**Exercise:**
Pick out the lines below that contain the string "metal" and copy them all.

**Dataset:**

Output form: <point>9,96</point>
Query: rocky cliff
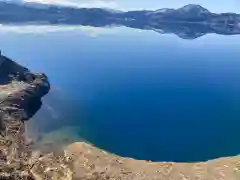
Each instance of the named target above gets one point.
<point>20,94</point>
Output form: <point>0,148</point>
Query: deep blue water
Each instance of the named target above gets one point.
<point>137,93</point>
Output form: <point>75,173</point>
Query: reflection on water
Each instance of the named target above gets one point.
<point>136,94</point>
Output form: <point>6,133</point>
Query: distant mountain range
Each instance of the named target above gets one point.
<point>188,22</point>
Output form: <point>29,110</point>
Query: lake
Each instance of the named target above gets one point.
<point>135,93</point>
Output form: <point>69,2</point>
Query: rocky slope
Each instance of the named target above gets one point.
<point>188,22</point>
<point>21,95</point>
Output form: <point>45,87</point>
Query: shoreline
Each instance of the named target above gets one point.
<point>79,160</point>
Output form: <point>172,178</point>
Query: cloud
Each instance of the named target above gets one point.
<point>79,3</point>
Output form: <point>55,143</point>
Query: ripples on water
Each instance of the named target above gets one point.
<point>137,93</point>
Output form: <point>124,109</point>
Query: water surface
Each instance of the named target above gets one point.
<point>137,93</point>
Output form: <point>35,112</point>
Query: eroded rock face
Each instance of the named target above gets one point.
<point>20,98</point>
<point>21,93</point>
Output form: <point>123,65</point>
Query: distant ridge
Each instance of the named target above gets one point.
<point>188,22</point>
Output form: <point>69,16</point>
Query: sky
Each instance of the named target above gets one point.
<point>213,5</point>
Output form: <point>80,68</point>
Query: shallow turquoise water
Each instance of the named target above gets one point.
<point>138,93</point>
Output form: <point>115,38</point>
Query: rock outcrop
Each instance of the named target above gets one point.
<point>21,95</point>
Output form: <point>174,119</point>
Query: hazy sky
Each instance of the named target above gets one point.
<point>212,5</point>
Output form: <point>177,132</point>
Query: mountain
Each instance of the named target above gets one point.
<point>188,22</point>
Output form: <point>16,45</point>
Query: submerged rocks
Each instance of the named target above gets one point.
<point>20,103</point>
<point>20,99</point>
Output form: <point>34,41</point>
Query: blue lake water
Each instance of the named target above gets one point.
<point>138,93</point>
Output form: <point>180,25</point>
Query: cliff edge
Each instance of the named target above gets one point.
<point>20,98</point>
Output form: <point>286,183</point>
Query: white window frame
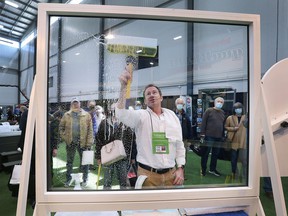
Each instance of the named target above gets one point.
<point>53,201</point>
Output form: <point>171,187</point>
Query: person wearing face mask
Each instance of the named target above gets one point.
<point>160,149</point>
<point>212,130</point>
<point>236,133</point>
<point>92,112</point>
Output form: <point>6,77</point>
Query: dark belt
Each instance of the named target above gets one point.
<point>151,169</point>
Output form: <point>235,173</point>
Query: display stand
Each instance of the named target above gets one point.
<point>274,112</point>
<point>55,201</point>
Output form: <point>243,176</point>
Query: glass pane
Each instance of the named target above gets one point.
<point>202,72</point>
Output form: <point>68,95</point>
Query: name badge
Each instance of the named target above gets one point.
<point>160,144</point>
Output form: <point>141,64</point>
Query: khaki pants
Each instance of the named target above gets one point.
<point>157,180</point>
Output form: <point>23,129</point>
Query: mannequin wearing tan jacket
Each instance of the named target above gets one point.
<point>236,133</point>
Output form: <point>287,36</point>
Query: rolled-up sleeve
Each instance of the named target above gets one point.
<point>130,118</point>
<point>180,153</point>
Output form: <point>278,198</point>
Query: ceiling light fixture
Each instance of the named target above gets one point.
<point>74,1</point>
<point>177,38</point>
<point>30,37</point>
<point>10,43</point>
<point>12,4</point>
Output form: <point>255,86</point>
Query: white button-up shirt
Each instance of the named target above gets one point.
<point>167,122</point>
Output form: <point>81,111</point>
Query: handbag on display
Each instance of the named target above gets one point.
<point>112,152</point>
<point>87,157</point>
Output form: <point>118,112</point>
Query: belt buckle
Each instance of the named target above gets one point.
<point>159,170</point>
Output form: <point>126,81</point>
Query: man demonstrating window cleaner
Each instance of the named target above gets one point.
<point>160,149</point>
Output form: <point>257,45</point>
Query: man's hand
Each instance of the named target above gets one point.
<point>124,77</point>
<point>179,176</point>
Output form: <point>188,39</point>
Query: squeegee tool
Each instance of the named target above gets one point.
<point>132,47</point>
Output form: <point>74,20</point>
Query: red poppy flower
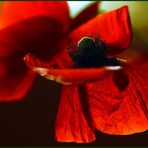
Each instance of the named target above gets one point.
<point>114,102</point>
<point>96,97</point>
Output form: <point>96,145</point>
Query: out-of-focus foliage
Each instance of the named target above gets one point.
<point>139,17</point>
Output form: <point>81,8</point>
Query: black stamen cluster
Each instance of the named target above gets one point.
<point>91,53</point>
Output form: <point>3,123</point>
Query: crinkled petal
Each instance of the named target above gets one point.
<point>27,27</point>
<point>14,12</point>
<point>67,76</point>
<point>119,103</point>
<point>114,27</point>
<point>73,123</point>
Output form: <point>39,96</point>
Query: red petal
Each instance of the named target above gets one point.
<point>15,79</point>
<point>67,76</point>
<point>87,14</point>
<point>14,12</point>
<point>114,28</point>
<point>120,111</point>
<point>73,124</point>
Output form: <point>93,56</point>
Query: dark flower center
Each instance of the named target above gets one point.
<point>91,53</point>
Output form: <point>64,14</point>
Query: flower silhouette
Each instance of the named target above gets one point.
<point>109,96</point>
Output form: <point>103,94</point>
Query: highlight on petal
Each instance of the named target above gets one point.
<point>67,76</point>
<point>14,12</point>
<point>73,123</point>
<point>87,14</point>
<point>120,110</point>
<point>113,27</point>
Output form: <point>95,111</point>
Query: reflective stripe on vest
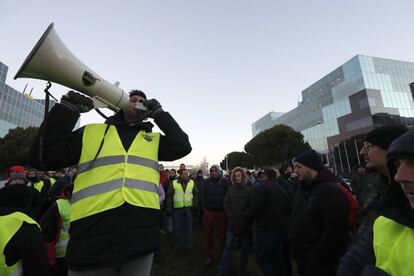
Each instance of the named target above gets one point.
<point>181,198</point>
<point>64,212</point>
<point>52,181</point>
<point>393,247</point>
<point>115,176</point>
<point>10,224</point>
<point>38,185</point>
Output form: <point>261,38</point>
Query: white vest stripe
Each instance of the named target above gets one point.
<point>114,185</point>
<point>99,162</point>
<point>141,185</point>
<point>97,189</point>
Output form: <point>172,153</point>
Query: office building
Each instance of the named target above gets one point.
<point>358,96</point>
<point>18,109</point>
<point>266,122</point>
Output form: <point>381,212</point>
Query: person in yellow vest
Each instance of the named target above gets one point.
<point>21,243</point>
<point>182,199</point>
<point>388,247</point>
<point>115,211</point>
<point>55,229</point>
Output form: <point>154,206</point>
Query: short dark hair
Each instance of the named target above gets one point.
<point>270,173</point>
<point>136,92</point>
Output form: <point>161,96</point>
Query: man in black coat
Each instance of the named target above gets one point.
<point>212,193</point>
<point>124,237</point>
<point>319,230</point>
<point>270,209</point>
<point>386,247</point>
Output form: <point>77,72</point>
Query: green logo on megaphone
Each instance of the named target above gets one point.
<point>88,79</point>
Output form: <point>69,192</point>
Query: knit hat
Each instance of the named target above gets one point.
<point>18,176</point>
<point>310,159</point>
<point>384,135</point>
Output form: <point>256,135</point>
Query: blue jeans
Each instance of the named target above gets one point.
<point>183,227</point>
<point>232,241</point>
<point>269,253</point>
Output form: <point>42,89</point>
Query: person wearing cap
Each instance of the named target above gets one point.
<point>212,194</point>
<point>115,210</point>
<point>387,247</point>
<point>34,181</point>
<point>319,229</point>
<point>34,201</point>
<point>10,171</point>
<point>374,152</point>
<point>21,243</point>
<point>55,229</point>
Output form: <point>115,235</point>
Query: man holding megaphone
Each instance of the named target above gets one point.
<point>115,211</point>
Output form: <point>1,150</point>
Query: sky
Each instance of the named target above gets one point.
<point>216,65</point>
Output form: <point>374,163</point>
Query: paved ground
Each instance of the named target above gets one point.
<point>193,263</point>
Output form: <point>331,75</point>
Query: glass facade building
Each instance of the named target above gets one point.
<point>363,93</point>
<point>17,109</point>
<point>266,122</point>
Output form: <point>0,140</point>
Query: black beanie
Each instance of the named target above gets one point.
<point>383,136</point>
<point>310,159</point>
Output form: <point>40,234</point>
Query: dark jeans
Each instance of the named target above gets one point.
<point>232,240</point>
<point>183,227</point>
<point>212,218</point>
<point>269,253</point>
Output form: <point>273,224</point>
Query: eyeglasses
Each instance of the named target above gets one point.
<point>367,145</point>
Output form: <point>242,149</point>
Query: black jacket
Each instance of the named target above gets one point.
<point>212,193</point>
<point>319,230</point>
<point>236,204</point>
<point>116,236</point>
<point>394,205</point>
<point>270,208</point>
<point>27,244</point>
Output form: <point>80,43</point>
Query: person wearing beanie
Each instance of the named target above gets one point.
<point>374,152</point>
<point>212,194</point>
<point>270,209</point>
<point>115,209</point>
<point>376,145</point>
<point>386,248</point>
<point>319,229</point>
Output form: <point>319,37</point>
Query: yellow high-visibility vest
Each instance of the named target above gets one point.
<point>181,198</point>
<point>38,185</point>
<point>52,181</point>
<point>116,176</point>
<point>64,212</point>
<point>10,224</point>
<point>393,247</point>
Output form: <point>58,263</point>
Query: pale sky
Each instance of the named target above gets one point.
<point>216,65</point>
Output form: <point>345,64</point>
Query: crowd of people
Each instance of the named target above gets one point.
<point>104,213</point>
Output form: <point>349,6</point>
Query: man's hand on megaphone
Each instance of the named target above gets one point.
<point>154,108</point>
<point>77,102</point>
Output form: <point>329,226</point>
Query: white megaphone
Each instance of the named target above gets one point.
<point>51,60</point>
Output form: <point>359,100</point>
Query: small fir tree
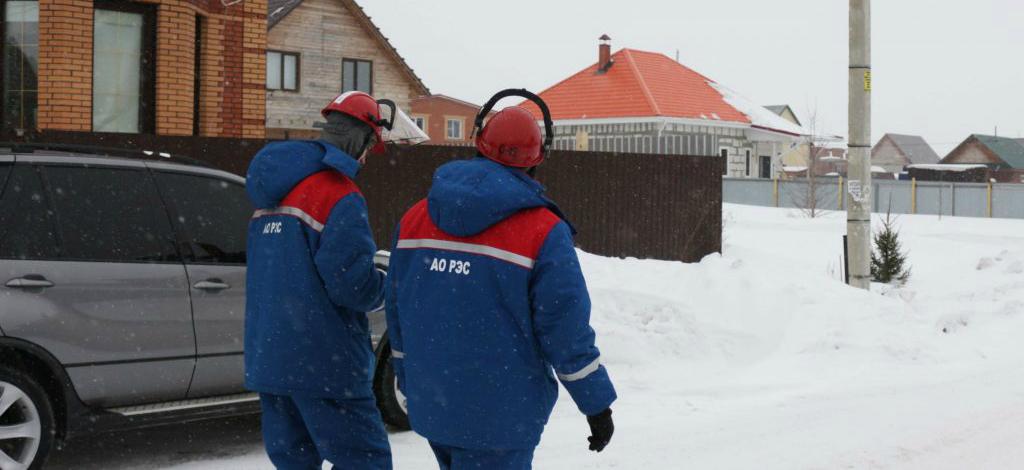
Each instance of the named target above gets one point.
<point>888,260</point>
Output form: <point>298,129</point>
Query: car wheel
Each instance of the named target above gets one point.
<point>27,425</point>
<point>391,402</point>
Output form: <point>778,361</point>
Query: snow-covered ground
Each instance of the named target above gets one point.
<point>762,358</point>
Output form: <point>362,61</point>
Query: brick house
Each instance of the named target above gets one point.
<point>154,67</point>
<point>1004,156</point>
<point>318,48</point>
<point>784,112</point>
<point>448,121</point>
<point>645,102</point>
<point>895,152</point>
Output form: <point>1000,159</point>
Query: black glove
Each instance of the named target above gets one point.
<point>601,429</point>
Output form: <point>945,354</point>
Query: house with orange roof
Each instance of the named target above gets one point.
<point>446,121</point>
<point>316,49</point>
<point>645,102</point>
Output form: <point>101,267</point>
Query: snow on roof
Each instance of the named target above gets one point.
<point>940,167</point>
<point>760,116</point>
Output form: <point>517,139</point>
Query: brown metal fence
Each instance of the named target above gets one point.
<point>644,206</point>
<point>625,205</point>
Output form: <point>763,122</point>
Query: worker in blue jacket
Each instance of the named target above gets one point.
<point>310,281</point>
<point>486,305</point>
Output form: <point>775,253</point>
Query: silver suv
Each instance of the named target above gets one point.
<point>123,299</point>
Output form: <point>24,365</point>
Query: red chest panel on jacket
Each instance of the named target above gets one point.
<point>516,240</point>
<point>313,198</point>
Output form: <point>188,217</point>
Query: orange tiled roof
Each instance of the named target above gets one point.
<point>638,85</point>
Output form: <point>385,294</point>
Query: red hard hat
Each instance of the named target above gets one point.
<point>363,107</point>
<point>512,138</point>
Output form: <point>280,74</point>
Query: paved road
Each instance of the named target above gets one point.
<point>162,446</point>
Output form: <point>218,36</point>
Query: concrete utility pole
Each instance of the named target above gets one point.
<point>858,214</point>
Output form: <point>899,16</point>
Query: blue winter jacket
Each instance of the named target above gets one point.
<point>310,274</point>
<point>484,296</point>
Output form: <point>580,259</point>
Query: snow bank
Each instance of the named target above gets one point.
<point>762,358</point>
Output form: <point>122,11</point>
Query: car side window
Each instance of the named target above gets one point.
<point>27,229</point>
<point>110,214</point>
<point>211,214</point>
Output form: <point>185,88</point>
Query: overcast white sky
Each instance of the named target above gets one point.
<point>942,69</point>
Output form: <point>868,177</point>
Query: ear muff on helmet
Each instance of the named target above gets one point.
<point>385,123</point>
<point>521,92</point>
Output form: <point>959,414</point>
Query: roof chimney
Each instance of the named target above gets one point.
<point>604,54</point>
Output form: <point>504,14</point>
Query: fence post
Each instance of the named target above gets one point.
<point>913,196</point>
<point>989,199</point>
<point>774,190</point>
<point>840,193</point>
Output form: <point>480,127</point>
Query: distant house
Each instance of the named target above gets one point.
<point>895,152</point>
<point>638,101</point>
<point>784,112</point>
<point>320,48</point>
<point>448,121</point>
<point>1003,155</point>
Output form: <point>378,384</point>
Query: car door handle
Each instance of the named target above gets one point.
<point>30,282</point>
<point>212,285</point>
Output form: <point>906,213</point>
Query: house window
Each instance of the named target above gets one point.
<point>454,129</point>
<point>765,167</point>
<point>282,71</point>
<point>356,76</point>
<point>123,68</point>
<point>20,63</point>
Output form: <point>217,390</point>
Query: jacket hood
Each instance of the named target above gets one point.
<point>470,196</point>
<point>280,166</point>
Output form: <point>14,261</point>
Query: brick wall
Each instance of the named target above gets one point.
<point>66,65</point>
<point>325,32</point>
<point>231,70</point>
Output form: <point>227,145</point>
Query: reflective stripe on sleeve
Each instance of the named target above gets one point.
<point>468,248</point>
<point>293,212</point>
<point>583,373</point>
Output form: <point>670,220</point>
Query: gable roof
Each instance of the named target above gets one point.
<point>914,148</point>
<point>278,9</point>
<point>780,111</point>
<point>1009,150</point>
<point>641,84</point>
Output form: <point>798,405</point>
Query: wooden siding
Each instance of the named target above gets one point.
<point>325,32</point>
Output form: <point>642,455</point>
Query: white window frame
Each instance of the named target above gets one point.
<point>448,128</point>
<point>281,71</point>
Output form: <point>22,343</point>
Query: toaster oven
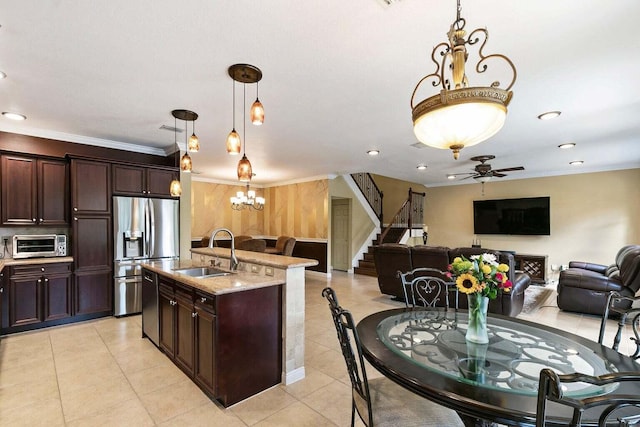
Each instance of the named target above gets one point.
<point>39,245</point>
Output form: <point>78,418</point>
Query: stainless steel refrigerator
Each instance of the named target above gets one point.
<point>143,230</point>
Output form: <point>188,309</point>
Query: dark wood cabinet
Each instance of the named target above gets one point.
<point>90,187</point>
<point>93,293</point>
<point>34,191</point>
<point>167,317</point>
<point>185,326</point>
<point>142,181</point>
<point>204,370</point>
<point>39,294</point>
<point>229,344</point>
<point>92,247</point>
<point>91,238</point>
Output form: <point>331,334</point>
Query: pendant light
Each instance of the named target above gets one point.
<point>460,115</point>
<point>257,110</point>
<point>194,142</point>
<point>245,171</point>
<point>234,144</point>
<point>175,188</point>
<point>186,165</point>
<point>244,73</point>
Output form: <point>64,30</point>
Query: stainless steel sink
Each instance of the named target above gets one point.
<point>202,272</point>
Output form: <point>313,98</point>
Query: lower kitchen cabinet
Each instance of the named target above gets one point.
<point>229,344</point>
<point>39,295</point>
<point>93,293</point>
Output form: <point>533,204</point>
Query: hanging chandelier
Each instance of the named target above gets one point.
<point>244,73</point>
<point>248,200</point>
<point>186,165</point>
<point>460,115</point>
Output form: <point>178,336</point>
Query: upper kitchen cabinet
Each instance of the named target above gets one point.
<point>142,181</point>
<point>34,191</point>
<point>90,187</point>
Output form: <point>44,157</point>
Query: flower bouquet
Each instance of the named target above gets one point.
<point>481,277</point>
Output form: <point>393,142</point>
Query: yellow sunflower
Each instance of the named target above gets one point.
<point>467,284</point>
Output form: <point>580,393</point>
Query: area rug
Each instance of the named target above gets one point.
<point>535,298</point>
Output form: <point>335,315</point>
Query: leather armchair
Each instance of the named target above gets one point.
<point>390,258</point>
<point>584,287</point>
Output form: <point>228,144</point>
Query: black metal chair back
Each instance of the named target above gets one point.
<point>425,287</point>
<point>348,338</point>
<point>618,406</point>
<point>623,308</point>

**Solution to this exercise:**
Query: brown metal fence
Query: black metal chair back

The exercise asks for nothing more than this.